### GIVEN REQUEST:
Copy the listing below line for line, leaving every character exactly as it appears.
** Begin INPUT ROWS **
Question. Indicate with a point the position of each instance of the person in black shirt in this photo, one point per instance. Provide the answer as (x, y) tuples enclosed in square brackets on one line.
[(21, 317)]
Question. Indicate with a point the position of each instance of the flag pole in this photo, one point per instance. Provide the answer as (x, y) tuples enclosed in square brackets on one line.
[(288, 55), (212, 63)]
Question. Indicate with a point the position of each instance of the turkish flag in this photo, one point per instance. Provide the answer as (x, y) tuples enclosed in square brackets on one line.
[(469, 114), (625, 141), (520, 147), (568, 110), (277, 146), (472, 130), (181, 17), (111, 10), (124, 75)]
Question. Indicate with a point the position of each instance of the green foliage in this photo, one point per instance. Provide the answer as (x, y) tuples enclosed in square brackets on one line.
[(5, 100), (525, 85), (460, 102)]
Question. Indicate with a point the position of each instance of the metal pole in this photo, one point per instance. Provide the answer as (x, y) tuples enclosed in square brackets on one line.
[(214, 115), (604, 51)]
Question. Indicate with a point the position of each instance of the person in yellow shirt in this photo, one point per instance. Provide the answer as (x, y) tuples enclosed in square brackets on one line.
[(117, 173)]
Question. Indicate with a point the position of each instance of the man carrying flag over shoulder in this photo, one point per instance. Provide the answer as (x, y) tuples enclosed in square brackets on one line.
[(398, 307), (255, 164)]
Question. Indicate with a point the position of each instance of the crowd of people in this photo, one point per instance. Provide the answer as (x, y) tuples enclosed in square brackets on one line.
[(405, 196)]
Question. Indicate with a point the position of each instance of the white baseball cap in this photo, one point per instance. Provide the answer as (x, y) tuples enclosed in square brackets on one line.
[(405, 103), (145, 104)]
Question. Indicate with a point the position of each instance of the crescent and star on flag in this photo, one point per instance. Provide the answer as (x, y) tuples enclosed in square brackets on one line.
** End INPUT ROWS **
### PROBLEM SOLUTION:
Question. Indicate with a point the position of each instance of the person in black shirt in this photo, one point per instance. Provide the answer as (x, y) tuples enclosed in square brackets on one line.
[(21, 317)]
Question. Indicate with a point the position of each instance of the flag pole in this photo, one point per instance. Provide the answer as (x, y) tuples enclosed in square brackets on one line.
[(288, 55), (212, 63)]
Question. Indicate with a point the position of each instance of the turkish flag in this photo, one point per instance. Provide the answer as (x, y) tuples enclosed in square brackets on one line.
[(469, 114), (625, 141), (520, 147), (568, 110), (277, 146), (472, 130), (181, 17), (111, 10), (124, 75)]
Question. Indicate with a point the position of each instance of the green foliage in this photo, one point per instance. Provide the answer as (x, y) tuples enclosed in square brackets on one line.
[(5, 100), (525, 85), (460, 102)]
Question. Indicate with a point the position of each instance of the metal pole in this photo, one point per instance. Provide the answer as (x, y) tuples enclosed in square brackets on one line.
[(214, 115), (604, 51)]
Question. Indicate with a point the position of each instance of the person in yellow shirt in this photo, one point per instance. Provide the answer as (x, y) tuples enclosed in square brackets on one line.
[(117, 173)]
Question. Indicate with a point the position of each instance of the man carrying flag over shoulder in this photo, one point per instance. Provide the answer as (x, y) tuples enclosed in square brackets on one line.
[(398, 307), (255, 164)]
Question. Indicate with a point the position of each instance of the crowd of people in this photo, one point per instance. Provide the answer as (x, y) tuples enclosed in square brackets on one line.
[(405, 196)]
Question. Indicate with a point the position of each instance of the white baseball cap in this photo, one point per instance. Provide the answer as (x, y) tuples enclosed in square brackets on one line.
[(405, 103), (145, 104)]
Question. Indicate with a point the position of each instance of the crescent and star on flag in this photo, one point per instance. Provide the answer as (x, y) tuples enclosed in square brackets on one line.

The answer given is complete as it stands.